● HOW TO COMPLETE THIS TASK
Copy the passage about Ontario's finance minister, starting at "Poor Dwight Duncan." and ending at "the hospital door.", and change "marathon" to "race" throughout.

● SUPPLIED TEXT
The ongoing world economic crisis means it sucks to be Ontario's finance minister. What can he do to keep the province from stalling out?
Poor Dwight Duncan. Only a couple of weeks into his reassignment as Ontario finance minister, and already the wheels are starting to come off.
Remember last month when the Big Three political parties were fighting for the premier’s golden nameplate in an election that they would all eventually lose? When the campaign started, things were looking up for the provincial economy; maybe we weren’t quite ready to run the marathon but we were yanking out the IVs and getting wheeled to the hospital door.
Confident that Ontario’s literal and figurative fortunes were poised for the ascent to mediocrity, Grits, Tories, and NDP all waxed eloquent about increased spending on healthcare and education, rampant job creation, and for god’s sake no tax increases on working families.

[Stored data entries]
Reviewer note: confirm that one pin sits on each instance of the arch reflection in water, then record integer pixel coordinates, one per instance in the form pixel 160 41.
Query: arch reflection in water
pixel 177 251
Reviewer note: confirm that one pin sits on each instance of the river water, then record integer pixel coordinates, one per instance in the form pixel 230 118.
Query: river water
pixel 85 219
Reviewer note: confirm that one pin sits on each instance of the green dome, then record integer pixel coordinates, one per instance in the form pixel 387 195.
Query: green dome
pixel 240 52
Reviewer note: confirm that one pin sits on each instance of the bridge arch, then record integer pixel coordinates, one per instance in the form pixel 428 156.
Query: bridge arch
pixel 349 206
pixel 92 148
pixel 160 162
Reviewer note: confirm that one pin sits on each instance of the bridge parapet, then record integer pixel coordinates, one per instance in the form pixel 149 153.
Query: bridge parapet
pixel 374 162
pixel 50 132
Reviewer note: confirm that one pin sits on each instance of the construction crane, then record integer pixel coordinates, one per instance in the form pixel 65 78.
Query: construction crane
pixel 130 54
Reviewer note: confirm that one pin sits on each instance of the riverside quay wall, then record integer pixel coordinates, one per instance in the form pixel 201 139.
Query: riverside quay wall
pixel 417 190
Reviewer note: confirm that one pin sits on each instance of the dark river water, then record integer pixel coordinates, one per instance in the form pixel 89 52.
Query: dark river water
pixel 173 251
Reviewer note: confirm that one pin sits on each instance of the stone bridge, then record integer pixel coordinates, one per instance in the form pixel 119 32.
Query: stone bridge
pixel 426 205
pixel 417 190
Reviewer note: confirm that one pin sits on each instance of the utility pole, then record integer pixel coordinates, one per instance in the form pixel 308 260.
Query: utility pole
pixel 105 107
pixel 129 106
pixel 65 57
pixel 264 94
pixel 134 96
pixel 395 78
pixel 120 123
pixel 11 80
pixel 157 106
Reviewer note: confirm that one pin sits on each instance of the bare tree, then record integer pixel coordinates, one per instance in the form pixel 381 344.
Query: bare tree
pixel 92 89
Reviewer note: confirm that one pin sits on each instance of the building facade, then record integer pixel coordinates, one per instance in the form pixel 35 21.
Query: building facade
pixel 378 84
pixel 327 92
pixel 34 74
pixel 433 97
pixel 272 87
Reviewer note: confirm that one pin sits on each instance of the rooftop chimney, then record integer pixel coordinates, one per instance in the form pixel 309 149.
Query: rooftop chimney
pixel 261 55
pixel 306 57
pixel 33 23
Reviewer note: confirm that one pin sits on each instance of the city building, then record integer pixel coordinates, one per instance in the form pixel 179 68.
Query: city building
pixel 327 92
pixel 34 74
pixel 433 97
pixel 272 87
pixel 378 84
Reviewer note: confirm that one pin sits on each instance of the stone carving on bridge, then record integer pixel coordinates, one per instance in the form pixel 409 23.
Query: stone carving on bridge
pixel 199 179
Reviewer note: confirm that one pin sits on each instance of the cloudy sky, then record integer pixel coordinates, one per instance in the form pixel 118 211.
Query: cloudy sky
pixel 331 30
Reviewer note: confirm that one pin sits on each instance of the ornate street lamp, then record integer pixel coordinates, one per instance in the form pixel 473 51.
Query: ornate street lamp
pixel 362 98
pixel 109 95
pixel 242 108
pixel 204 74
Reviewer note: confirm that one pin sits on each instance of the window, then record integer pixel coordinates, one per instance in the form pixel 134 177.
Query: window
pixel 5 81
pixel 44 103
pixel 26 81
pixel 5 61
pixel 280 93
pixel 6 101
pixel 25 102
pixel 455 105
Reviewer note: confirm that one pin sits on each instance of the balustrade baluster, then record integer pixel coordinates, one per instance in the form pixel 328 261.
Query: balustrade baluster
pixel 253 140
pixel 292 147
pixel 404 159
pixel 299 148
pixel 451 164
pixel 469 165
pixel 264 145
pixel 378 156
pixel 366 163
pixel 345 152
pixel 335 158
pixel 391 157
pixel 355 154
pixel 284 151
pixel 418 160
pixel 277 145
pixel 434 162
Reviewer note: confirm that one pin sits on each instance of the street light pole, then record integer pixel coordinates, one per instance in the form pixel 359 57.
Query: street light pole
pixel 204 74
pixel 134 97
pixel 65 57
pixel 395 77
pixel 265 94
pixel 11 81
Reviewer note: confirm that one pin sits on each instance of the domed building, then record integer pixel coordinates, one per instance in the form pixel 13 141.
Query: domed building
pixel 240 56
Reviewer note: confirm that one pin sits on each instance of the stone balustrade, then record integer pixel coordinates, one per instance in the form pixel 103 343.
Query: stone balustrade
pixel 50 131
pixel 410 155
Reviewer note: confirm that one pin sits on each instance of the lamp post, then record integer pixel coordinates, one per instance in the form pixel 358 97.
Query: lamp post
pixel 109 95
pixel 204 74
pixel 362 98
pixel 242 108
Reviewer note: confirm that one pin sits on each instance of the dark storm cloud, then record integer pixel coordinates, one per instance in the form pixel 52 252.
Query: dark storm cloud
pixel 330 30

● SOLUTION TO THIS EXERCISE
Poor Dwight Duncan. Only a couple of weeks into his reassignment as Ontario finance minister, and already the wheels are starting to come off.
Remember last month when the Big Three political parties were fighting for the premier’s golden nameplate in an election that they would all eventually lose? When the campaign started, things were looking up for the provincial economy; maybe we weren’t quite ready to run the race but we were yanking out the IVs and getting wheeled to the hospital door.